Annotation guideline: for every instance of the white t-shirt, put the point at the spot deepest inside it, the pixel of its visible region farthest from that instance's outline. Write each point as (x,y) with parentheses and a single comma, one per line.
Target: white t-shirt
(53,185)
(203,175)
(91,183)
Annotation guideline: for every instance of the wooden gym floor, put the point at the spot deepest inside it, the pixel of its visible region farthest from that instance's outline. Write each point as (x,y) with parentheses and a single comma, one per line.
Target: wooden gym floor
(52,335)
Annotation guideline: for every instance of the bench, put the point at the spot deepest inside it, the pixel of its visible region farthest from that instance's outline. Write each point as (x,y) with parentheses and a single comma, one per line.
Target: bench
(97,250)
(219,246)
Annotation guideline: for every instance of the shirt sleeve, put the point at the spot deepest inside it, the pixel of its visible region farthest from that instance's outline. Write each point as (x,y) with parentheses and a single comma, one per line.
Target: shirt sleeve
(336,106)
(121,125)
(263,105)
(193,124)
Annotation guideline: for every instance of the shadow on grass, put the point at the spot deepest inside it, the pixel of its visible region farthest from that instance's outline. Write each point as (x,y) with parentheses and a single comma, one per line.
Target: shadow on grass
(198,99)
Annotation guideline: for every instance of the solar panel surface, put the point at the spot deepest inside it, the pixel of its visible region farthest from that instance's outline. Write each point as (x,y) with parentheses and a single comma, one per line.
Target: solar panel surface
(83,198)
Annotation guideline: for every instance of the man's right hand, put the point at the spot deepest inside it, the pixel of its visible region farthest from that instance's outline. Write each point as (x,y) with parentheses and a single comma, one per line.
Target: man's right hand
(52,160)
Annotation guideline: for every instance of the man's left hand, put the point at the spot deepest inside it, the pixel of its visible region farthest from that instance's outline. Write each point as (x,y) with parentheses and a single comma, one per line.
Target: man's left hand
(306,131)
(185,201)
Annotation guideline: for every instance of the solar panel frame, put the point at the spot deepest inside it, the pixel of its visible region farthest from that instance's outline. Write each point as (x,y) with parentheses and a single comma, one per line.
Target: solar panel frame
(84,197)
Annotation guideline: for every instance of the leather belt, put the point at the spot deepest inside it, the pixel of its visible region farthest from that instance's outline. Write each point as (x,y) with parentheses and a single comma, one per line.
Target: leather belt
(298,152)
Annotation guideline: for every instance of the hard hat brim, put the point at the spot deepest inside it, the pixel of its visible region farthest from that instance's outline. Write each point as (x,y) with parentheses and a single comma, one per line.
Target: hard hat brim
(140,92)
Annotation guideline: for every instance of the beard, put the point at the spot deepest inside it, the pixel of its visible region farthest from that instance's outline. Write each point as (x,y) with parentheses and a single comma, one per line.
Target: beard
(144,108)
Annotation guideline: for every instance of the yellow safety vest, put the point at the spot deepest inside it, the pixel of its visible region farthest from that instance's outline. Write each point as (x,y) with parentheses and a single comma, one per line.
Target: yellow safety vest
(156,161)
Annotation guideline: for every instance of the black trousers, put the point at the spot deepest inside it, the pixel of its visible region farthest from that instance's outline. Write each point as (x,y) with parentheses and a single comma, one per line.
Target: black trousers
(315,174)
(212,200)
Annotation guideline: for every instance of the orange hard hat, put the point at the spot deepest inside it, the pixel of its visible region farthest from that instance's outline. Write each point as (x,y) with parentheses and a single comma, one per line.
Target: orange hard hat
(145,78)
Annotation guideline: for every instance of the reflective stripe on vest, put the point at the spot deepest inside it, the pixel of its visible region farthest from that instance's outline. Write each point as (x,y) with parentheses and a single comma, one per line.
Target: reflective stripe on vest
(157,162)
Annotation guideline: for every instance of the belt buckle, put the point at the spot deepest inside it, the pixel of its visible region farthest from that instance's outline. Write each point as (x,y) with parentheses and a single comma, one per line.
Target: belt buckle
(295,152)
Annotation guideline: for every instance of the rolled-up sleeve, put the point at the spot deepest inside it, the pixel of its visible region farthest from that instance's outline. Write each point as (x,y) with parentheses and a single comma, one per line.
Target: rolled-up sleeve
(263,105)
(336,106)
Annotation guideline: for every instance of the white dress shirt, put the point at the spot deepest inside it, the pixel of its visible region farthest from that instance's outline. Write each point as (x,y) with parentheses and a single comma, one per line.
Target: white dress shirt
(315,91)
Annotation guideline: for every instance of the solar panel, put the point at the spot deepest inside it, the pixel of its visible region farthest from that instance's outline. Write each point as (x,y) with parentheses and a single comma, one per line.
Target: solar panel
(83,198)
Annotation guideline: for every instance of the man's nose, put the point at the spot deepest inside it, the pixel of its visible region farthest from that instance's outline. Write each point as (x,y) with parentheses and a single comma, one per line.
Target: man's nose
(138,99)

Task prompt ▸ Return all of the entries above exactly as they stand.

Solution to this exercise ▸
Annotation guideline: for every instance of the white t-shirt, put the point at the spot deepest inside it, the pixel of its visible region farthest from that instance's outline. Write each point as (x,y) with parentheses and a single comma, one per line.
Target: white t-shirt
(53,185)
(203,175)
(91,183)
Annotation guideline: for every instance of the wooden gym floor, put the point at the spot deepest inside it, the pixel of its visible region farthest from that instance's outline. Write each point as (x,y) with parentheses and a single comma, one per line.
Target: wooden gym floor
(52,335)
Annotation guideline: for every instance of the bench, put the point at the spot deepest inside it, the pixel of its visible region farthest from that instance's outline. Write each point as (x,y) with parentheses and a single comma, one per line.
Target: bench
(97,250)
(219,246)
Annotation guideline: for every instance of the shirt sleeve, put the point at the spot deepest inside it, the pixel of its visible region farthest from that instance's outline. Write each point as (x,y) with parentheses and a single comma, one per line.
Target: shirt sleeve
(336,106)
(121,125)
(263,105)
(193,124)
Annotation guideline: for every instance of the shadow on grass, put the point at the spot deepest inside it, the pixel of its visible region farthest from that instance's outline. Write each point as (x,y) with parentheses and a single comma, one per line.
Target: shadow on grass
(198,99)
Annotation guideline: for every instance of the solar panel surface, put the point at the spot deepest inside it, the pixel of its visible region farthest from that instance's outline. Write each point as (x,y) with parentheses and a single comma, one per line.
Target: solar panel surface
(83,198)
Annotation guideline: for every instance of the man's right hand, put the point at the spot deepest inside it, the pixel of its visible region farthest from that instance's outline. Write each point as (x,y) with parentheses and a single comma, one per line.
Target: man's right hand
(52,160)
Annotation guideline: for every instance of the man's left hand, put the point at the spot deepest inside it, the pixel of its visible region farthest from that instance's outline. Write each point as (x,y) with parentheses and a single comma, one per line.
Target: man's left hand
(306,131)
(185,201)
Annotation guideline: for every instance of the solar panel frame, put the point at the spot deepest inside it, the pixel of its visible region farthest from that instance's outline. Write each point as (x,y) with parentheses and a single comma, one per line.
Target: solar panel frame
(84,197)
Annotation guideline: for every instance of the leather belt, put the point at the spot deepest inside it, the pixel of its visible region farthest from that instance's outline. Write each point as (x,y) with parentheses and a single comma, one per line.
Target: leather belt
(298,152)
Annotation guideline: for every instance of the hard hat brim, put the point at the spot deepest inside it, the pixel of its visible region farthest from that instance's outline. Write each point as (x,y) with parentheses and a single comma, one per line.
Target: hard hat brim
(140,92)
Annotation guideline: for every instance of the beard, put the point at the spot deepest inside it, the pixel of its visible region farthest from that instance's outline. Write each point as (x,y) with parentheses and a single comma, one per line.
Target: beard
(144,108)
Annotation guideline: for every instance of the yellow safety vest, put the point at the spot deepest inside it, the pixel of its visible region farthest from that instance's outline. Write each point as (x,y) with parentheses and a single comma, one per line.
Target: yellow safety vest
(156,161)
Annotation guideline: for every instance of the black trousers, put the point at the spot deepest inside it, the pixel of its visible region farthest from that instance's outline. Write each point as (x,y) with parentheses and a single comma, one per line.
Target: black trousers
(315,174)
(212,200)
Annotation guideline: for every instance of the orange hard hat, put the point at the spot deepest inside it, the pixel of its visible region farthest from that instance's outline. Write each point as (x,y) with parentheses and a single comma, one per line.
Target: orange hard hat
(145,78)
Annotation guideline: for every instance of the reflective stripe on vest, put the point at the spot deepest inside it, the pixel of its visible region farthest from that instance's outline. Write each point as (x,y) with parentheses and a single comma, one per line.
Target: reflective stripe on vest
(157,162)
Annotation guideline: for every instance of the belt buckle, put the point at the spot deepest inside it, the pixel of its visible region farthest from that instance's outline. Write each point as (x,y) with parentheses and a single comma, one per line.
Target: belt buckle
(295,152)
Annotation guideline: for every instance of the rolled-up sleeve, put the point at the spot deepest inside it, the pixel of its visible region farthest from that instance's outline. Write each point as (x,y) with parentheses and a single comma, one per line.
Target: rolled-up sleeve
(263,105)
(336,106)
Annotation guideline: for every instance of the white dress shirt, put the point at the spot deepest inside it, the pixel of its visible region farthest from that instance's outline. Write each point as (x,y) with parentheses and a single comma, one per line.
Target: white dress shirt
(315,91)
Annotation guideline: for every instance of the solar panel, put the point at the spot deepest inside it, the pixel of its visible region farthest from that instance's outline. Write each point as (x,y) with parentheses and a single comma, one per line.
Target: solar panel
(83,198)
Annotation guideline: for every instance of the man's nose, put the point at the spot deepest inside it, the pixel of its visible region farthest from that instance's outline. Write each point as (x,y) with parentheses and a single comma, one per line.
Target: man's nose
(138,99)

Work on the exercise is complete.